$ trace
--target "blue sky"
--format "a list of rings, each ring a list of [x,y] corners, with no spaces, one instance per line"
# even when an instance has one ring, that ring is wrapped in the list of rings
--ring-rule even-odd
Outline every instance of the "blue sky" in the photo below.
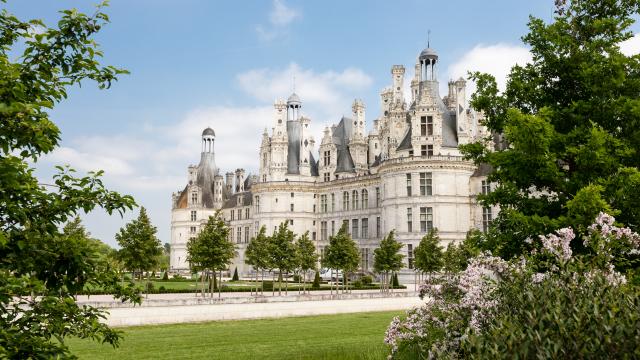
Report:
[[[57,10],[93,12],[87,0],[9,0],[0,5],[22,19],[54,24]],[[550,19],[552,0],[500,1],[204,1],[112,0],[97,36],[104,63],[131,71],[107,91],[87,83],[51,113],[62,147],[40,161],[78,170],[104,169],[105,182],[149,209],[169,242],[171,193],[184,187],[199,159],[199,134],[217,134],[222,172],[255,172],[260,134],[272,125],[276,98],[292,91],[303,101],[319,139],[324,126],[349,114],[354,98],[379,116],[379,92],[393,64],[407,78],[431,30],[439,78],[468,70],[494,73],[529,58],[520,37],[528,16]],[[442,85],[442,84],[441,84]],[[85,216],[94,236],[115,245],[124,219],[100,211]]]

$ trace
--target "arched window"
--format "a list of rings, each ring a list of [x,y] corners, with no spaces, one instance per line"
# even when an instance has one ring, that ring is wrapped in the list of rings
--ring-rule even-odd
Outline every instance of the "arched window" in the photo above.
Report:
[[[358,210],[360,204],[358,204],[358,190],[353,190],[351,193],[351,207],[353,210]]]
[[[362,189],[362,208],[369,208],[369,192],[367,191],[367,189]]]
[[[342,193],[342,210],[349,210],[349,192],[345,191]]]

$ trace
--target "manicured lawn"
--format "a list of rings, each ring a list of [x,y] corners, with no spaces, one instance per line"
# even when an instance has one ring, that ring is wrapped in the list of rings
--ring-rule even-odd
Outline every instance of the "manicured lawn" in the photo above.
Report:
[[[217,321],[123,329],[120,348],[70,339],[80,359],[385,359],[402,311]]]

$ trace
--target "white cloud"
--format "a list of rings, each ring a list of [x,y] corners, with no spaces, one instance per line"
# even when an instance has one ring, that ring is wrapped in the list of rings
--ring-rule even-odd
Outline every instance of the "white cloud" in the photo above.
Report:
[[[640,54],[640,35],[636,34],[632,38],[621,42],[620,51],[627,56]]]
[[[275,26],[286,26],[300,16],[301,14],[298,10],[288,7],[281,0],[274,0],[273,8],[269,13],[269,22]]]
[[[531,61],[529,50],[520,45],[494,44],[476,45],[473,49],[465,53],[460,60],[451,64],[447,68],[447,79],[467,78],[468,72],[480,71],[489,73],[496,78],[498,88],[504,90],[507,83],[507,75],[515,64],[524,65]],[[446,81],[441,81],[441,85],[446,86]],[[475,91],[475,85],[468,83],[467,94]]]
[[[275,39],[287,37],[289,25],[301,17],[302,13],[299,10],[287,6],[282,0],[273,0],[268,16],[269,25],[259,24],[255,27],[258,39],[269,43]]]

EXERCISE REQUIREMENTS:
Please report each line above that contains the word "photo", copying every such line in full.

IN RESPONSE:
Outline every instance of the "blue sky" in the photo below.
Outline every instance of the "arched window" in the photo above.
Outline every instance of the "manicured lawn" in the photo above.
Outline every instance of the "white cloud" in the photo above.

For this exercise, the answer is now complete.